Aufgabe:
Gib aus den folgenden Datensätzen jede Zeile zurück, die das Wort „grassy“ enthält.
++++
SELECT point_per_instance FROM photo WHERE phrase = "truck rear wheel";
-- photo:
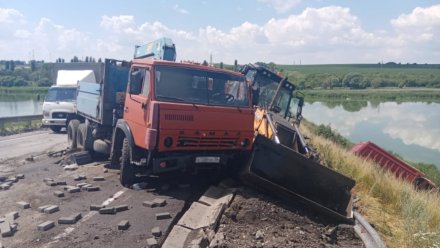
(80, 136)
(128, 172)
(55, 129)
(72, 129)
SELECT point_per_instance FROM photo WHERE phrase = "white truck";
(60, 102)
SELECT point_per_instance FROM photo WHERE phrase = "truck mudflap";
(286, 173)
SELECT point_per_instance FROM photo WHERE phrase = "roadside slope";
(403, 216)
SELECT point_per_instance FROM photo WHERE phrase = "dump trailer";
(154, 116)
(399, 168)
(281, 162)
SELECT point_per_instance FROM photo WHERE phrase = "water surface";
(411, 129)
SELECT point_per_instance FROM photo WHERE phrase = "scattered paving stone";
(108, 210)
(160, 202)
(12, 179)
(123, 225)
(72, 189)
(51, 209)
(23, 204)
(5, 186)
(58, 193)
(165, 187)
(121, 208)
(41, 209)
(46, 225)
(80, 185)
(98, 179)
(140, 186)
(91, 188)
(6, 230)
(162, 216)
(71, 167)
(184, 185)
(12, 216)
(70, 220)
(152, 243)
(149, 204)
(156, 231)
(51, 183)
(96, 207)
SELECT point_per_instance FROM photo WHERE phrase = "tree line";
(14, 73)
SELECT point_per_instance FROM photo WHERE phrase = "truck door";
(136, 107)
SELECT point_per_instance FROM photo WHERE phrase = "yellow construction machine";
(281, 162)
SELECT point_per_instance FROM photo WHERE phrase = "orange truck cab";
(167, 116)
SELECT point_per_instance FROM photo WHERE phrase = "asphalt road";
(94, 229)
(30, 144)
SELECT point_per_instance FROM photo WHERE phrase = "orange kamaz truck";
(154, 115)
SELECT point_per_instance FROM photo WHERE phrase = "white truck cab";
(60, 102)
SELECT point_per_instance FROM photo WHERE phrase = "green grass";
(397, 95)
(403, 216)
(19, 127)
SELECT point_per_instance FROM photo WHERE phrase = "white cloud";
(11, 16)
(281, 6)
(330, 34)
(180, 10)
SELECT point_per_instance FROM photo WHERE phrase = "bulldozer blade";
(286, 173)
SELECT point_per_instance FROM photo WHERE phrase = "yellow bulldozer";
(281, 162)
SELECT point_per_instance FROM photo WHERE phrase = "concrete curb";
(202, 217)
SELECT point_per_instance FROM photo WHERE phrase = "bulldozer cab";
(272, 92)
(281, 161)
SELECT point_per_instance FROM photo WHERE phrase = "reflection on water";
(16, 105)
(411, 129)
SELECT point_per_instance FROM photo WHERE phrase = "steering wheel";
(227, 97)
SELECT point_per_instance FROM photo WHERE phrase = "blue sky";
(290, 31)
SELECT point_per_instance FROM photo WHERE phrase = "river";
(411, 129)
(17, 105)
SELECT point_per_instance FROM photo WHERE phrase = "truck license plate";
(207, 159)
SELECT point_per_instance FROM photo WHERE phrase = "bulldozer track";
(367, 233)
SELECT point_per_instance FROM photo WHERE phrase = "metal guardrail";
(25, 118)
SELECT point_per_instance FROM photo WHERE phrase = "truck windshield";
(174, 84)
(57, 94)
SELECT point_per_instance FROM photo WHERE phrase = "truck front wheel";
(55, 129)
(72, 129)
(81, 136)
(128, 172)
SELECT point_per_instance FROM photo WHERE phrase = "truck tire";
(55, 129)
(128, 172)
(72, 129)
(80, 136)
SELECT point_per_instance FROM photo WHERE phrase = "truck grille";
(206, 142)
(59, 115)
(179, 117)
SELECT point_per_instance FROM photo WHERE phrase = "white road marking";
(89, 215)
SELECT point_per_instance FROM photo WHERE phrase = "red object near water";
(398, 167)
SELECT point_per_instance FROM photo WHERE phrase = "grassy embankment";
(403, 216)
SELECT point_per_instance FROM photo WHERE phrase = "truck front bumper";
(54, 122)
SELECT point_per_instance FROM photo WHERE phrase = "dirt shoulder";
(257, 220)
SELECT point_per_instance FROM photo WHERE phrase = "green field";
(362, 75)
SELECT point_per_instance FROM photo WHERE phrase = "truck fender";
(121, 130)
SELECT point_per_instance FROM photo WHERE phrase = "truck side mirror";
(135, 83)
++++
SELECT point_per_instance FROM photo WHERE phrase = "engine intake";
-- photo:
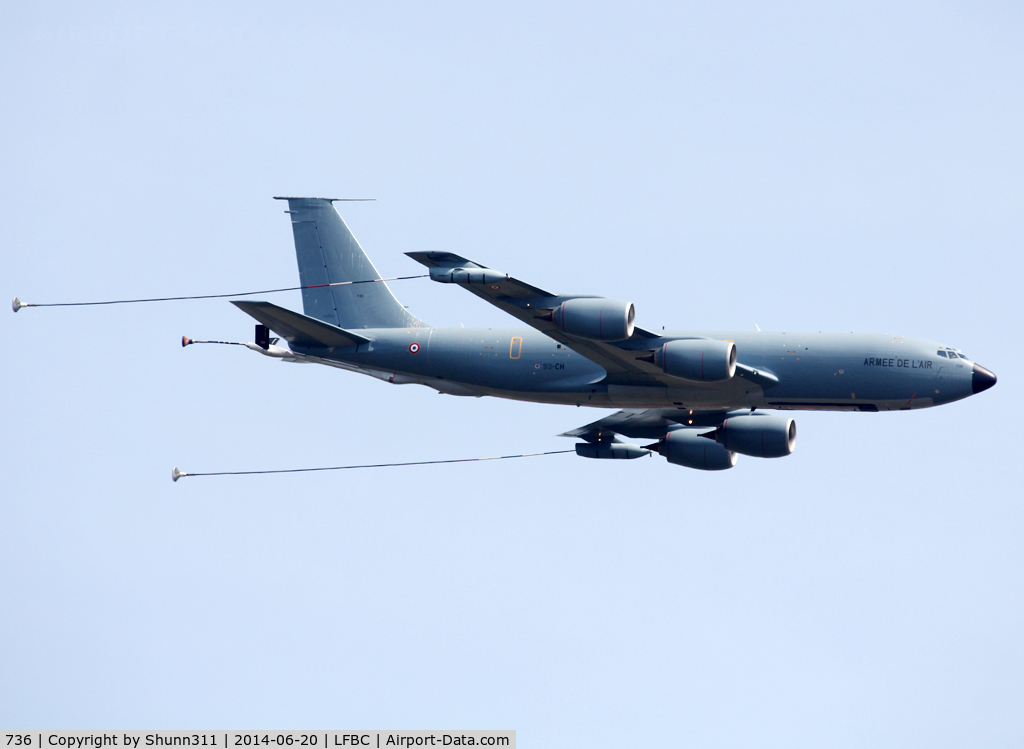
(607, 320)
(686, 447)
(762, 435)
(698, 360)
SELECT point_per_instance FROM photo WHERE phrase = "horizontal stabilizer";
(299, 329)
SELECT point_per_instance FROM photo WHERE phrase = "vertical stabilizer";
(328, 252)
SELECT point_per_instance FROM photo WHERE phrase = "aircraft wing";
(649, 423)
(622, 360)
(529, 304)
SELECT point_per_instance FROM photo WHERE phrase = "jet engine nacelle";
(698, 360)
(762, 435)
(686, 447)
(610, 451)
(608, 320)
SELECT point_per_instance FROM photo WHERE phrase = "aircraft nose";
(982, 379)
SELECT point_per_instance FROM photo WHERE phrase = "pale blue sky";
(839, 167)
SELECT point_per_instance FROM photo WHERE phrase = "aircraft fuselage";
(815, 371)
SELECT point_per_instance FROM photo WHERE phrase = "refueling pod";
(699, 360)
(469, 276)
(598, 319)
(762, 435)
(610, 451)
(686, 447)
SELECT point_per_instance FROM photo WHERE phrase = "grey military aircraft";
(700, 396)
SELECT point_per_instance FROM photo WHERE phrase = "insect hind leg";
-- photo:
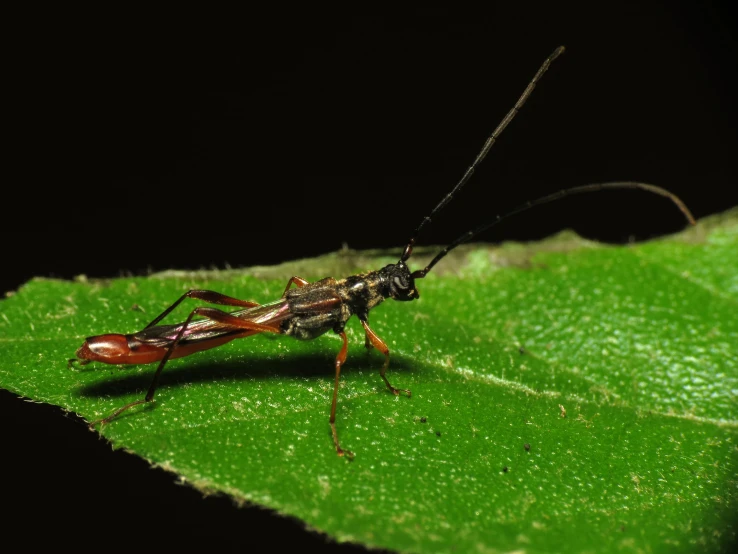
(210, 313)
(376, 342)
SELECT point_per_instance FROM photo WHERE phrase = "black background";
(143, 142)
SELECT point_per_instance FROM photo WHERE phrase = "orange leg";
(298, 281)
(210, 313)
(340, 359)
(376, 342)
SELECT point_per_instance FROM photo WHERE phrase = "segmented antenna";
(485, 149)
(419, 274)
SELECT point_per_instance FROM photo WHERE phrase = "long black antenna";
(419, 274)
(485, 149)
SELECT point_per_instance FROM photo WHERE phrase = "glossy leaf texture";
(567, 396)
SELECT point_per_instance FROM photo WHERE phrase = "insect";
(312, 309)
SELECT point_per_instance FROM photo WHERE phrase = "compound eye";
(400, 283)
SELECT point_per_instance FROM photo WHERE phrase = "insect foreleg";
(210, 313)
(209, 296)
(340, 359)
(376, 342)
++++
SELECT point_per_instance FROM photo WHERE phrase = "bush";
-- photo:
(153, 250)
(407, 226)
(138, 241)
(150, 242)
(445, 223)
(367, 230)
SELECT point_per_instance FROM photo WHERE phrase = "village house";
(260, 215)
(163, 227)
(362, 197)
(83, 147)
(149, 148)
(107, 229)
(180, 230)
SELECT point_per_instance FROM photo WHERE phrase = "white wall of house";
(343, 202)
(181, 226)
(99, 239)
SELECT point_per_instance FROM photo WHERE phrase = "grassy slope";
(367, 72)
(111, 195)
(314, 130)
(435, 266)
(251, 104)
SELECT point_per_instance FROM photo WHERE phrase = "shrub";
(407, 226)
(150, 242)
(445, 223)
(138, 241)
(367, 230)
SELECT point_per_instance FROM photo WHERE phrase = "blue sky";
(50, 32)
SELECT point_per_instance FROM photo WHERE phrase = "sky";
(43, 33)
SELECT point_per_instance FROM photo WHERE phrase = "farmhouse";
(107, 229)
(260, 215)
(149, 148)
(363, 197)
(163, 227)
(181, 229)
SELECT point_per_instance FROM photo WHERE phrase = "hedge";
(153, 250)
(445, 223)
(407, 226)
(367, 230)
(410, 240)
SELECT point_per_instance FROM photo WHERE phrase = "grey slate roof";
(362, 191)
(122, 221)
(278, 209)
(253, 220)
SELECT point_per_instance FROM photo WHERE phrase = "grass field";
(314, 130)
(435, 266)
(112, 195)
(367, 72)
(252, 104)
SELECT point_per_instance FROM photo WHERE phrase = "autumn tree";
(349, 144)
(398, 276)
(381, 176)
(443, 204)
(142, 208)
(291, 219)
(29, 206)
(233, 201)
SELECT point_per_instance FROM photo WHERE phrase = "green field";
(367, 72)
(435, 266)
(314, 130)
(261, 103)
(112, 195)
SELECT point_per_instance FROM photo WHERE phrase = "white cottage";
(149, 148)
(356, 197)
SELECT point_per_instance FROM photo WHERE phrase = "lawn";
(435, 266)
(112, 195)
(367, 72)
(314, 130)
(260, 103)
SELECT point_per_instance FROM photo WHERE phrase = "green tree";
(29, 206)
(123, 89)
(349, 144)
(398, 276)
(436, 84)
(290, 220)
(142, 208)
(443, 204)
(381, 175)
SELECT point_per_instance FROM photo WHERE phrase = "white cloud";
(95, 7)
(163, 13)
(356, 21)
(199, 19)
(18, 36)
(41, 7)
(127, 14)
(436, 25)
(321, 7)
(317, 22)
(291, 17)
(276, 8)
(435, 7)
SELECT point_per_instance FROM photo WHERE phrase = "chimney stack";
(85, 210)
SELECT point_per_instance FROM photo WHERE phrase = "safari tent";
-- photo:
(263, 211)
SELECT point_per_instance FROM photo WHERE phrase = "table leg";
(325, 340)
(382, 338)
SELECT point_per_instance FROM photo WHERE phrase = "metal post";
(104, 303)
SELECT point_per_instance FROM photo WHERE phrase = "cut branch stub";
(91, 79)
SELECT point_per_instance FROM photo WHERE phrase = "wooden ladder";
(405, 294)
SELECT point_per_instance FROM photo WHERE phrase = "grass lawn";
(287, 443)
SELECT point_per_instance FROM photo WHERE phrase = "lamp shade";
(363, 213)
++++
Lösung:
SELECT point_per_instance FROM photo WHERE phrase = "grassy embankment";
SELECT point_per_instance FROM photo WHERE phrase = "grassy slope";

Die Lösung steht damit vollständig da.